### Document segment
⁂
Learn more about SQL Server tools

 

Tutorials          DBA          Dev          BI          Career          Categories          Videos          Whitepapers          Today's Tip          Join

Tutorials      DBA      Dev      BI      Categories      Events

DBA    Dev    BI    Categories

 

Comparing performance for the MERGE statement to SELECT, INSERT, UPDATE or DELETE


By:   |   Read Comments (6)   |   Related Tips: 1 | 2 | 3 | 4 | 5 | 6 | More > T-SQL

Problem

Now that SQL Server 2008 has been out for quite awhile I've started to see a lot more use of the MERGE statement that became available in this version. While I do find it makes code more readable, I wondered whether or not there were any performance benefits or drawbacks to using this new statement as compared with just using the classic SELECT/INSERT/UPDATE/DELETE statements to complete the same task.

Solution

Test Setup

For this test we are going to compare the following four scenarios which at a high level insert a new record into a table or update it if it already exists (based on the primary key of the table). We will run each scenario twice, once against a table where the record being inserted/updated already exists and once when it doesn't.

Here are the scenarios:

  1. SELECT record then INSERT or UPDATE based on result of SELECT statement
  2. UPDATE record then SELECT update rowcount and INSERT based on result of SELECT statement
  3. DELETE record then INSERT
  4. MERGE record

Here is the sql used to implement the test scenarios outlined above along with the code to create and load the test table.

-- Create test table and primary key
CREATE TABLE test (col1 INT NOT NULL, col2 VARCHAR(100))
⁂
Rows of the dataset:

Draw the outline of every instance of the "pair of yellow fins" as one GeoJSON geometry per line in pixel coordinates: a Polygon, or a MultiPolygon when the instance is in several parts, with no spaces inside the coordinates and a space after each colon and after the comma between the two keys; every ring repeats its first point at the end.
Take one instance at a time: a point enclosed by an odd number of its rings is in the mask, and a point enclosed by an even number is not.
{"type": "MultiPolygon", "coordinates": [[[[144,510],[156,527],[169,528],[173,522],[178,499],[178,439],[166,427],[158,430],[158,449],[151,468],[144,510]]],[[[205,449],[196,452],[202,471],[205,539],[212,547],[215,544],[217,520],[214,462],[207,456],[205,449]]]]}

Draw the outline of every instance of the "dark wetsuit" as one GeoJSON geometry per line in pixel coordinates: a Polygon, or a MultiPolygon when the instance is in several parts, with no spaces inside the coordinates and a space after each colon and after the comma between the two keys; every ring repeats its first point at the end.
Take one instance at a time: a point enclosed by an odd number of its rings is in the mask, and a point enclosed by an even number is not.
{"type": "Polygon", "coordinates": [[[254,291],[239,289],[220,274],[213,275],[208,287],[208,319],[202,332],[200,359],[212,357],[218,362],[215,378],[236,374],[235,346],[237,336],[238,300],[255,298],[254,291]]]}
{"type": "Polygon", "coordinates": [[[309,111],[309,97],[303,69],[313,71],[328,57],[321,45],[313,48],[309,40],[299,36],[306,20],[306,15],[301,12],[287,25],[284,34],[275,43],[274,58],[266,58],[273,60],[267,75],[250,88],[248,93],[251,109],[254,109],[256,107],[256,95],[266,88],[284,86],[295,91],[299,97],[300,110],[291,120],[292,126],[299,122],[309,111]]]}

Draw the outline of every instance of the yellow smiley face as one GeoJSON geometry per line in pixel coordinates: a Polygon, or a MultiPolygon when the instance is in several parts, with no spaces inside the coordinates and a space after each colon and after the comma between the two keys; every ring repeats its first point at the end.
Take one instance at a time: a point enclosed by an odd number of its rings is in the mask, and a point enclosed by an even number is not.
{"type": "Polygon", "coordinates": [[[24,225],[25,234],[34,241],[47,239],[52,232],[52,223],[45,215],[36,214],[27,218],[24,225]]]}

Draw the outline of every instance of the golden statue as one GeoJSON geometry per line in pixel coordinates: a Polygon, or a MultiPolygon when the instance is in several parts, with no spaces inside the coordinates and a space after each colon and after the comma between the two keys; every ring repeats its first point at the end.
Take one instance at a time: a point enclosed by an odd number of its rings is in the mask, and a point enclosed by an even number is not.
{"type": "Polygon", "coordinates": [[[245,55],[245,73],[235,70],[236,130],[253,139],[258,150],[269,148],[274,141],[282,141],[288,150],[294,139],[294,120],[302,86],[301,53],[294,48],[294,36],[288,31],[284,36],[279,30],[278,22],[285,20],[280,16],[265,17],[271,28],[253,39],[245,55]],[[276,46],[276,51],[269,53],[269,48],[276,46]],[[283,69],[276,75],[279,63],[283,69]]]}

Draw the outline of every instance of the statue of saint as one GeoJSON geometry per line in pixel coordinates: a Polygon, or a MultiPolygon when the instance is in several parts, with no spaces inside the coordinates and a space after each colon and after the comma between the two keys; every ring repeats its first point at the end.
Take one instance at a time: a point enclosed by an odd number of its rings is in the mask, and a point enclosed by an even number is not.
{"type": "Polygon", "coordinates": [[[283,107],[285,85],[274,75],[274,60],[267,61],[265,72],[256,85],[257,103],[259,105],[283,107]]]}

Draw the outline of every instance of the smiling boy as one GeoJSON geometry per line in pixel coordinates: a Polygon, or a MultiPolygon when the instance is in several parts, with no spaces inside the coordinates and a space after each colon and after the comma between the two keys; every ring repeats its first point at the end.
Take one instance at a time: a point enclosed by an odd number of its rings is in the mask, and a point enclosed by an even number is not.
⁂
### Tasks
1. Answer these questions about the MERGE performance article:
(a) Which SQL Server version made the MERGE statement available?
(b) How many times is each test scenario run, and under what conditions?
(c) What does the third scenario do?
2. Can you carry the MERGE performance article forward from its last line?

### Answers for the tasks
1.
(a) SQL Server 2008.
(b) Each scenario is run twice: once against a table where the record being inserted or updated already exists, and once when it doesn't.
(c) It deletes the record and then inserts it.

2.
go
ALTER TABLE dbo.test ADD CONSTRAINT
 PK_test PRIMARY KEY CLUSTERED 
 (
 col1
 ) WITH( STATISTICS_NORECOMPUTE = OFF, IGNORE_DUP_KEY = OFF, 
                ALLOW_ROW_LOCKS = ON, ALLOW_PAGE_LOCKS = ON) ON [PRIMARY]
 
GO
-- Populate table
DECLARE @val INT
SELECT @val=1
WHILE @val < 100000
BEGIN  
   INSERT INTO dbo.test(col1, col2) VALUES(@val,'TEST' + CAST(@val AS VARCHAR))
   SELECT @val=@val+1
END
GO
-- test SELECT record then INSERT or UPDATE based on result of SELECT statement (record exists)
DBCC DROPCLEANBUFFERS
GO
BEGIN TRANSACTION
DECLARE @cnt INTEGER
SELECT @cnt=COUNT(1) FROM test WHERE col1=2
IF @cnt > 0 
  UPDATE test SET col2='update2' WHERE col1=2
ELSE
  INSERT INTO test VALUES (2,'update2')
GO
sp_lock
GO
COMMIT TRANSACTION
-- test SELECT record then INSERT or UPDATE based on result of SELECT statement (record does not exist)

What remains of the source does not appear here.